>> START Records

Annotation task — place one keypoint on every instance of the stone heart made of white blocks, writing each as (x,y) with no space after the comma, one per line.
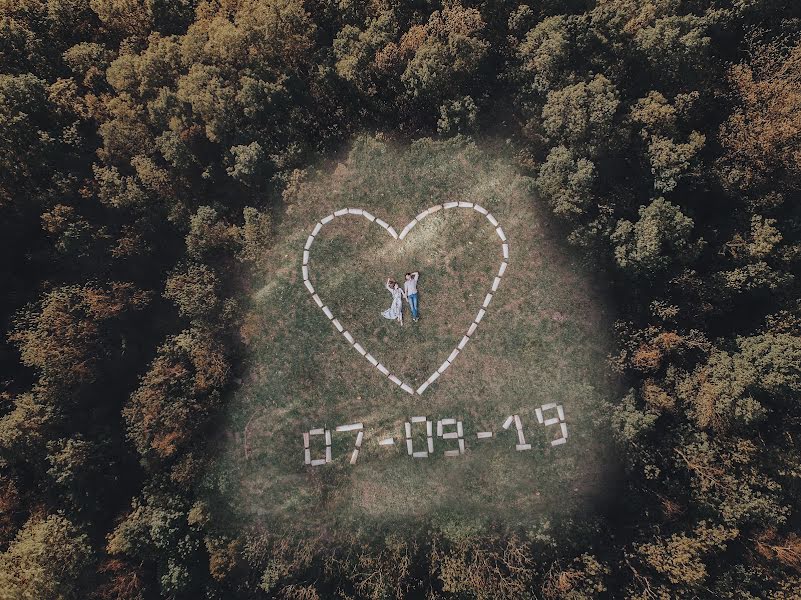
(346,334)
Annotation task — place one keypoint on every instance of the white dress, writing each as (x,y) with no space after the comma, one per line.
(394,311)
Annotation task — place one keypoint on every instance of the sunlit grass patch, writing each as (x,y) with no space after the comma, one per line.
(542,341)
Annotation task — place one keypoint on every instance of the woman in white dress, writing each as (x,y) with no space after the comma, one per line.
(396,310)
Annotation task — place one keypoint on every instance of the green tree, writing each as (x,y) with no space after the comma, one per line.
(581,116)
(660,238)
(45,561)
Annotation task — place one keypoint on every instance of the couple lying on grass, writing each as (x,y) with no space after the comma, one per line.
(409,291)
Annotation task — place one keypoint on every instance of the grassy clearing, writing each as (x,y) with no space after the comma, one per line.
(543,340)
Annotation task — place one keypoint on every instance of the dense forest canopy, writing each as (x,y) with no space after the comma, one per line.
(146,150)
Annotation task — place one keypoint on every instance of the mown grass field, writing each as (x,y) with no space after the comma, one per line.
(544,339)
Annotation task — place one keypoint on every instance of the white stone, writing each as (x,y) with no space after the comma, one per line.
(351,427)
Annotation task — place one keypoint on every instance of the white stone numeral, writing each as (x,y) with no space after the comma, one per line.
(429,437)
(559,418)
(326,433)
(457,434)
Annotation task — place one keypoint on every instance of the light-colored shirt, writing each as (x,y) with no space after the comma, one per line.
(410,286)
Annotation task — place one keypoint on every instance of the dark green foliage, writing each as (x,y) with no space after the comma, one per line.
(146,149)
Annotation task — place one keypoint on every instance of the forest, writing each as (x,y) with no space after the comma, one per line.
(148,149)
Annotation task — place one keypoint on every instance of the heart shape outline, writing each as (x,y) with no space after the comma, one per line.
(371,218)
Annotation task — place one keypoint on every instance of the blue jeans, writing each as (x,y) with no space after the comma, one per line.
(413,304)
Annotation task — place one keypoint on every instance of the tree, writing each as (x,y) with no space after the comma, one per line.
(446,56)
(566,183)
(45,560)
(180,390)
(68,334)
(581,116)
(762,136)
(660,238)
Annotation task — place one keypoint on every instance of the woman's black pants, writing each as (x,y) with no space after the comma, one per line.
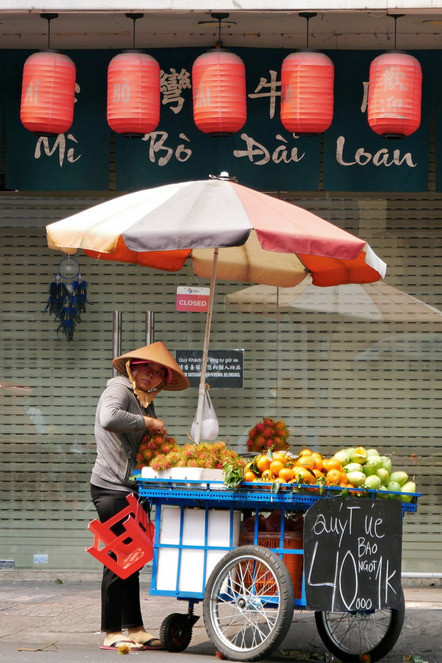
(120,599)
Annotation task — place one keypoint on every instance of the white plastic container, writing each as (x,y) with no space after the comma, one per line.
(191,575)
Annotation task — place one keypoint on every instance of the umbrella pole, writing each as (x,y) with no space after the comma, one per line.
(202,384)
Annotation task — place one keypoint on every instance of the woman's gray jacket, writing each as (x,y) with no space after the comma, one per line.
(119,428)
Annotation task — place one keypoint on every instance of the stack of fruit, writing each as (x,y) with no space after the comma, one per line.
(268,434)
(348,469)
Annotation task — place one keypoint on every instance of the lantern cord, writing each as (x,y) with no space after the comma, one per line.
(307,16)
(134,18)
(219,18)
(396,16)
(48,18)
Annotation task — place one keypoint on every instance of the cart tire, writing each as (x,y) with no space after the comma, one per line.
(176,632)
(348,635)
(248,603)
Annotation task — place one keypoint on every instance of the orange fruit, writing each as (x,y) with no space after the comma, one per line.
(344,478)
(267,476)
(249,476)
(275,467)
(305,461)
(333,477)
(303,475)
(286,474)
(318,460)
(280,455)
(331,464)
(263,463)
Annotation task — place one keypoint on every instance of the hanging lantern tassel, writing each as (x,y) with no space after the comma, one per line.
(58,296)
(67,302)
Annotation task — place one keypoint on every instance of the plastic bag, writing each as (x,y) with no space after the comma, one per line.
(209,421)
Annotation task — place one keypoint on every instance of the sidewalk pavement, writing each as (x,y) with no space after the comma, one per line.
(46,618)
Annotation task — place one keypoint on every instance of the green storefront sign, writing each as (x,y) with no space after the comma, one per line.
(263,155)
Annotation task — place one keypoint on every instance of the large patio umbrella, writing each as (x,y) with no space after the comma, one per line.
(228,231)
(365,301)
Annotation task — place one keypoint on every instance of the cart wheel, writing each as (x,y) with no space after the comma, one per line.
(348,635)
(248,603)
(176,631)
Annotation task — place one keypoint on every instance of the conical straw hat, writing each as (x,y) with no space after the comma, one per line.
(158,353)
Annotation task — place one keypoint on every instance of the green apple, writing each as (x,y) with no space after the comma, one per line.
(386,463)
(409,487)
(353,467)
(372,452)
(394,487)
(372,465)
(359,455)
(356,478)
(383,475)
(400,477)
(383,493)
(373,482)
(343,456)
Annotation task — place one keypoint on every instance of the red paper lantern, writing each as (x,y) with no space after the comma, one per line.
(394,95)
(48,93)
(219,92)
(307,96)
(133,94)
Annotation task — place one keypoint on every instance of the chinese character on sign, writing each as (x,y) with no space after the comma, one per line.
(268,88)
(172,84)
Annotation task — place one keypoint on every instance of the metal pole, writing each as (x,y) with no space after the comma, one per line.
(149,326)
(116,337)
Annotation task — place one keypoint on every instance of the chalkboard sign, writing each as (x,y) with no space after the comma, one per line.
(352,554)
(224,367)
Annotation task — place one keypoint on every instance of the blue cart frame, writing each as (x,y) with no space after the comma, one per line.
(251,498)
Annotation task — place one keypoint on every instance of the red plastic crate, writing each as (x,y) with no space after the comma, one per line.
(127,552)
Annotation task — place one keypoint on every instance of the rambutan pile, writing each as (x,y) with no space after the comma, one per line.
(268,434)
(206,455)
(153,446)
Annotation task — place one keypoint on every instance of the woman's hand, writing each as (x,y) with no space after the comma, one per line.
(155,426)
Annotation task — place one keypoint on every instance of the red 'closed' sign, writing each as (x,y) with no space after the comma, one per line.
(192,299)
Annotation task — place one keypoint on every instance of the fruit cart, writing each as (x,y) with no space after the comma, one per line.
(209,546)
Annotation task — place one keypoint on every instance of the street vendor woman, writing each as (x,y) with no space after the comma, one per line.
(125,413)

>> END Records

### Written exercise
Copy out each line word for word, please, skipping the images.

### Result of this task
Annotation task — place one keypoint on every instance of the stone heart made of white blocks, writing each as (x,y) with no space after the comma, one per line.
(346,334)
Annotation task — place one keypoint on every instance of the white dress, writing each as (x,y) with no space after the comma, one per line.
(394,311)
Annotation task — place one keypoint on every instance of the sunlit grass patch, writing each as (x,y) with no space after the comma, one per line.
(542,341)
Annotation task — place one keypoint on every instance of the woman in white dress, writing each as (x,y) with no space after the comma, one per line.
(396,310)
Annotation task — place one keypoint on every instance of the green tree, writing each as (x,y) with no space after the comma, one per line.
(581,116)
(660,238)
(45,561)
Annotation task — place one keypoint on every instance of the couple lying on grass, writing each as (x,y) with no space after the comma, one per line.
(409,291)
Annotation task — place one keypoint on every instance of the grassy clearing, writing each as (x,y) with no space after the comma, one per line.
(543,340)
Annotation task — place one keypoint on every instance of the dense forest canopy, writing each as (x,y) with no space after the comma, one per line.
(146,150)
Annotation task — place one keypoint on every instance of the mown grass field, writing each as (x,y) with no space after the comma, one per line.
(544,339)
Annotation task — place one keypoint on every instance of the white stone, writing each as (x,y) with no space after the comma, one per line.
(351,427)
Annotation task — place one keypoint on every instance of the white stone numeral, writing each as (x,y) with no space after the comma, one per line.
(429,437)
(559,418)
(326,433)
(457,434)
Annotation task — place one keypoint on every instance of the light-colored shirt, writing each as (x,y) with no space after the comma, one per line.
(410,286)
Annotation task — place one keypoint on every instance of the dark green foliage, writing each as (x,y) with no space after the comma, one per line.
(146,149)
Annotation task — place one keypoint on every instance of the forest, writing each as (x,y) with no space after the comma, one per line.
(148,149)
Annotation task — place one keypoint on every instance of the heart shape outline, writing each as (x,y) with no space after the comma, one per line.
(371,218)
Annotation task — place one keypoint on every instance of the blue jeans, writing each as (x,y) with no space after the comma, one per line.
(413,304)
Annotation task — place one keypoint on every instance of the tree, writing each as (x,y) with no space after the comma, one per line.
(446,56)
(566,183)
(45,560)
(180,390)
(68,334)
(581,116)
(762,136)
(660,238)
Annotation task — place one keypoint on every instance of the woman's black pants, writing each as (x,y) with no space after the comma, one per line.
(120,599)
Annotation task — place one keypoint on every instance of the white plastic container, writing each as (x,y) with no space after the comma, one per line.
(191,575)
Annotation task — place one keypoint on every instance of the umbrella pole, writing each as (x,y) with no space after the comma, one per line.
(202,384)
Annotation task — place one keypoint on every instance of the woman's gray jacket, writing each as (x,y) with no space after the comma, one per line.
(119,428)
Annotation task — place one keypoint on every instance of the stack of fruit, writing each as (x,y) with no space after the comma, one per line.
(268,434)
(348,469)
Annotation task — place one keypoint on every instance of the lantern cord, writing each as (x,y) with no space after the comma, one per line.
(307,16)
(134,18)
(219,18)
(396,16)
(48,18)
Annotation task — place one keypoint on every instance of the cart tire, writing each as (x,y) with no space after the comma, one per line.
(176,632)
(348,635)
(248,603)
Annotation task — place one keypoint on every instance of the orange fruit, writing each as (x,y) with no space after the comma, one per line.
(344,478)
(267,476)
(249,476)
(275,467)
(305,461)
(333,477)
(303,475)
(286,474)
(318,460)
(280,455)
(331,464)
(263,463)
Annotation task — place one keypoint on every instance of the hanging lantern tassel, writing each as (x,y) with no space after the comma, one per line.
(58,296)
(67,302)
Annotation task — place one keypoint on every instance of the plastic bag, writing each as (x,y) with no space after the comma, one per line.
(209,421)
Annotation task — place one keypoint on every instance of the sidewalk pavement, writing each as (x,y) with no space after the comma, one per line.
(46,618)
Annotation task — place one keypoint on every instance of the green storefront sign, writing each as (x,y) with no space after the comma, one per line.
(263,155)
Annotation task — place one keypoint on every instance of the large patio umbrella, writing each as (x,y) with no space after the comma, one per line.
(228,231)
(365,301)
Annotation task — place one keypoint on every instance of the cart wheel, writing each as (x,y) with no space after the comma, one per line.
(348,635)
(248,603)
(176,631)
Annotation task — place one keypoint on every instance of the conical straw hat, writing each as (x,y) with no space after the comma, one per line.
(158,353)
Annotation task — place one keypoint on every instance of the green apple, writing each as (x,y) with no space after the comma, one per line.
(386,463)
(409,487)
(353,467)
(372,452)
(394,487)
(372,465)
(359,455)
(356,478)
(383,475)
(400,477)
(383,493)
(373,482)
(343,456)
Annotation task — place one keypoint on every instance of the red paper lantern, writing each as (x,y) with no space after the comma, one per line.
(394,95)
(48,93)
(219,92)
(307,96)
(133,94)
Annotation task — place one keypoint on every instance of the chinese character on sign, writing each as (x,y) with no space after the comma, one per line.
(268,88)
(172,84)
Annotation task — place one keypoint on every instance of the metal pole, writing each as (x,y) with no space after the comma, one per line.
(149,326)
(116,337)
Annotation task — place one keypoint on every instance of the chalkboard sign, writing each as (x,y) with no space after the comma, one per line.
(352,554)
(224,367)
Annotation task — place one keypoint on every instance of the blue cart frame, writing each as (x,y) with no space after the comma, one per line.
(251,498)
Annotation task — place one keypoint on every instance of the red plastic crate, writing each as (x,y) with no space after the comma, one per line.
(127,552)
Annotation task — place one keypoint on every instance of the rambutan pile, writing each as (x,y) with no space after the comma, one per line.
(268,434)
(206,455)
(153,446)
Annotation task — place one keypoint on every instance of the woman's hand, writing each as (x,y) with no space after the comma, one per line.
(155,426)
Annotation task — place one keypoint on every instance of the red 'closed' sign, writing each as (x,y) with no space after the comma, one per line.
(192,299)
Annotation task — place one keypoint on every instance of the fruit cart, writing each as (x,y) with no space after the comma, one per line.
(209,546)
Annotation task — place one keypoint on every instance of the street vendor woman, writing each as (x,y) with no space after the comma, one per line.
(125,413)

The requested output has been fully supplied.